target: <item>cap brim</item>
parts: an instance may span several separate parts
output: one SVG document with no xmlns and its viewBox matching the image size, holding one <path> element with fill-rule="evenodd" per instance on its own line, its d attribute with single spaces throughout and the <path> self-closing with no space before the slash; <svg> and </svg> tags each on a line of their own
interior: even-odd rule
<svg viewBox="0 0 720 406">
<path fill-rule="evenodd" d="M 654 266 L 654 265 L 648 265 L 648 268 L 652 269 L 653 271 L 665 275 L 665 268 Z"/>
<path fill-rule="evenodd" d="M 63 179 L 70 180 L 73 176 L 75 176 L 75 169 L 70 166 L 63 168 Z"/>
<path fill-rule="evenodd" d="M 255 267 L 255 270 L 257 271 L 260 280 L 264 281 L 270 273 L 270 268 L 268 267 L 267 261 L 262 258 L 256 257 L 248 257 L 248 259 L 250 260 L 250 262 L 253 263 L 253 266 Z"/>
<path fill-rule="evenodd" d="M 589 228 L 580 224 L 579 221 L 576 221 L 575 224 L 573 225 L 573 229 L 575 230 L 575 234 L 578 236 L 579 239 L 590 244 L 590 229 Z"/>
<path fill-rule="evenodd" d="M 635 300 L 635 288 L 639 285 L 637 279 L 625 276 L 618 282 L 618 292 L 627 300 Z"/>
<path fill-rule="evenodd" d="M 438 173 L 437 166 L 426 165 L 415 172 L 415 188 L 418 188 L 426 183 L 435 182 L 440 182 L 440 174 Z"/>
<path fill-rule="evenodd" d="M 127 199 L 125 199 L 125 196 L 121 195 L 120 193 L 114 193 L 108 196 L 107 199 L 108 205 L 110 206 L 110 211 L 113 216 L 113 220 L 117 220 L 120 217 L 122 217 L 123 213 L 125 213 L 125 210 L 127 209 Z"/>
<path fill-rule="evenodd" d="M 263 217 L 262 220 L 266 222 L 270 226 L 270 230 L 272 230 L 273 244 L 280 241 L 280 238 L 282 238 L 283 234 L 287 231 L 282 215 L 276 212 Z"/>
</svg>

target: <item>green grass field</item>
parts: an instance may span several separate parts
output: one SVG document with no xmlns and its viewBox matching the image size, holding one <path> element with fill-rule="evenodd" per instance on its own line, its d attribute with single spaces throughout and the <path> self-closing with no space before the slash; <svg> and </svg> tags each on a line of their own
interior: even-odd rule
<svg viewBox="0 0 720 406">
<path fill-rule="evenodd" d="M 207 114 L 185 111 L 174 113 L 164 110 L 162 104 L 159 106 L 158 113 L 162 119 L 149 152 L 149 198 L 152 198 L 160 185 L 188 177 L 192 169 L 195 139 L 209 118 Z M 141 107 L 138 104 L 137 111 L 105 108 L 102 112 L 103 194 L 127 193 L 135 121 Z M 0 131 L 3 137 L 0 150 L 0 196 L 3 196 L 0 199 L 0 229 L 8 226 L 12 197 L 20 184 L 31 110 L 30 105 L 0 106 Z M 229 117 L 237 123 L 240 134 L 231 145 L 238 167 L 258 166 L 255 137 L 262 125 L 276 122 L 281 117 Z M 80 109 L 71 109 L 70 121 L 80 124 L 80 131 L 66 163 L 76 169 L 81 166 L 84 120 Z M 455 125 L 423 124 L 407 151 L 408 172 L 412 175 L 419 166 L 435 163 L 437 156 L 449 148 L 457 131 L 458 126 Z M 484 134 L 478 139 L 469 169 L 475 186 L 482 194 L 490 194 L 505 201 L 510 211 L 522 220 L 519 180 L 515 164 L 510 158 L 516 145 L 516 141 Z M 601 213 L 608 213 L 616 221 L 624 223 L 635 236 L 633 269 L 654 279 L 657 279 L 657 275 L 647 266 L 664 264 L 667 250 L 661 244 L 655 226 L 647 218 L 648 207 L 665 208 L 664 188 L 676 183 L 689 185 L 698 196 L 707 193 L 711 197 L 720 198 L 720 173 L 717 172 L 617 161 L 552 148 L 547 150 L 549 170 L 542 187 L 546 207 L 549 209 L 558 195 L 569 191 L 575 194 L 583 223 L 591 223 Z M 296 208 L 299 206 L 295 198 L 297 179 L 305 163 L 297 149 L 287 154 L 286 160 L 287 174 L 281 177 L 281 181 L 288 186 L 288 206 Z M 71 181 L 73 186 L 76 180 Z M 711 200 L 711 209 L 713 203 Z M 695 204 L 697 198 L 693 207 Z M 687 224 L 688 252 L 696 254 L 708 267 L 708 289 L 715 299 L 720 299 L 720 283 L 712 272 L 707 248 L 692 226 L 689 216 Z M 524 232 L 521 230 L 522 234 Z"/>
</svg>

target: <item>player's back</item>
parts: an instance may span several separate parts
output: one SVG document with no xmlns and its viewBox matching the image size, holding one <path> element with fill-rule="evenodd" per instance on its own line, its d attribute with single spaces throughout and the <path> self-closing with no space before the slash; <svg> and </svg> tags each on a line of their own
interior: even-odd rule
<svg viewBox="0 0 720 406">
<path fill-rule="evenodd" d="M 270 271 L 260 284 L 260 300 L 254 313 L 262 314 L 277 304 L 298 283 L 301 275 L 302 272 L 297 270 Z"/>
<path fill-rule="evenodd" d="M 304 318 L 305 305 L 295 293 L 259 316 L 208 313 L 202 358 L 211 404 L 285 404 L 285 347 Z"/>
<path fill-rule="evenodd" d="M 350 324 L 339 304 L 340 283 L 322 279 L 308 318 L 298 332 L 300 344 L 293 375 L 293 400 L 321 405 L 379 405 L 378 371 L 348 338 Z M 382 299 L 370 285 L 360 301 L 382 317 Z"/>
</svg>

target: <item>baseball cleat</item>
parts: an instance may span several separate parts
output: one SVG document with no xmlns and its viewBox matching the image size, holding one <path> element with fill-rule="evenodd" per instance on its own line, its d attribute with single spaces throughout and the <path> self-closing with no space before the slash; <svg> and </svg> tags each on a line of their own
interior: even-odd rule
********
Check all the records above and select each line where the string "item" is found.

target: <item>cap brim</item>
target: <item>green grass field</item>
target: <item>player's back</item>
target: <item>baseball cleat</item>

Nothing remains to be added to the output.